Anxiety, tensions, panic anxiety, worrying, obsessive thoughts, all are difficult to control. Many times such feelings tend to overwhelm us and make us feel out of control. We wonder if we are ever going to be able to find a solution to these problems and “live a normal life.”
One of the reasons we have so much trouble attaining comfort and happiness is that we don’t even know what it is. We try to annihilate our anxiety and other disturbing thoughts, traumas, sadness, loneliness, and other difficulties hoping that his will help.
We confuse being happy with a life that has no feelings of anxiety, rage, doubt, anger, sadness, or problems. We want to numb ourselves from all problems with activity, chemicals, relationships, working hard, etc., so we won’t feel. We hope that if we “don’t talk about it; don’t think about it; don’t feel anything about it; and avoid doing anything at all possible costs,” then all the problem will go away. Research shows that diverting your attention away from the problem will only help for a while but it does not help in the long term.
Happiness is the ability to receive the pleasant without dependent, desperate, grasping, along with receiving the unpleasant without condemning. Anxiety and problems signal a time that something is changing. We need to look inside to ask what are we not facing, looking at, or avoiding. What are my symptoms trying to signal to me? Is an opportunity to change coming up that I must pay attention to?

**Record excerpts:**
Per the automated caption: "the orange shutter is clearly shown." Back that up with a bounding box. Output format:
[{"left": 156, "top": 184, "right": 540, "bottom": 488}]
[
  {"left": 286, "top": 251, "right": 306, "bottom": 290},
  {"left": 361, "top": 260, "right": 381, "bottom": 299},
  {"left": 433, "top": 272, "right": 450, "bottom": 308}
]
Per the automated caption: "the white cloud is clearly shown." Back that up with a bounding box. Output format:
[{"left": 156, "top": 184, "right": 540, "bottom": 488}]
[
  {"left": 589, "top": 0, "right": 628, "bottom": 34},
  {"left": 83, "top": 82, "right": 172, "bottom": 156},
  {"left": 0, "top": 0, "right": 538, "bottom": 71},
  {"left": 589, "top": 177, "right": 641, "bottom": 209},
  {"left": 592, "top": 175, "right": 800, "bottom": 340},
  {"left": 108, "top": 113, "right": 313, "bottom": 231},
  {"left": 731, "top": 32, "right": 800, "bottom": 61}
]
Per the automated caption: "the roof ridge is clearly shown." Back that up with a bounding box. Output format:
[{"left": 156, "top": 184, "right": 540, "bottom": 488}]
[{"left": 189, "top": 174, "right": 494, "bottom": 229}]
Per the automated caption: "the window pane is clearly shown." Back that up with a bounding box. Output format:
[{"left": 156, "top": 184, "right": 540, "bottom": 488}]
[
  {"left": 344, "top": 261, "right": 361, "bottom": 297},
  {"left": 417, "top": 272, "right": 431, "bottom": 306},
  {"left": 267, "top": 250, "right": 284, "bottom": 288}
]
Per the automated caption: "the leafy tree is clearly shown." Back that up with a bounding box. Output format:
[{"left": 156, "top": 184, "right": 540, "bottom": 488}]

**Exercise set:**
**a)** Answer these questions from the passage on anxiety and happiness:
(i) What do we confuse being happy with?
(ii) What does research show about diverting attention away from the problem?
(iii) What do anxiety and problems signal?
**b)** Write what comes next in the passage on anxiety and happiness, starting after its final sentence.
The records have no connection to the passage on anxiety and happiness.

**Answers to the tasks:**
**a)**
(i) A life that has no feelings of anxiety, rage, doubt, anger, sadness, or problems.
(ii) It helps only for a while and does not help in the long term.
(iii) A time that something is changing.

**b)**
Some specific behavioral solutions can help prevent a relapse into chronic anxiety and stress.
Learn relaxation techniques; have several types from quick short ones to longer ones where you allow yourself to learn to enjoy “letting go of control” and even resting comfortably. For seven days, set up a self-treatment program that will involve one-hour daily trainings in:
- Anxiety management
- Identification of “high-risk” situations
- Cognitive restructuring to confront irrational beliefs and thoughts
- Use of social supports
You first learn the various relaxation techniques and practice them in non-pressured settings, becoming more comfortable in using them. You identify the things that make you nervous and put them on a list of things. You then take each item and rate that item/problem on a scale of 1-10, with 10 being the most anxiety it causes you.
Start with the thing that is the least fearful or anxiety provoking to focus on – first imagining it while relaxing and later going out to the situation in real life. You will then allow yourself to feel all the anxiety, worry, upsets for one hour and remain in that situation. The concept of “flooding” your feelings so that it is overwhelming but you then get use to it is like circus ride where you finally get use to it and it is not so fearful.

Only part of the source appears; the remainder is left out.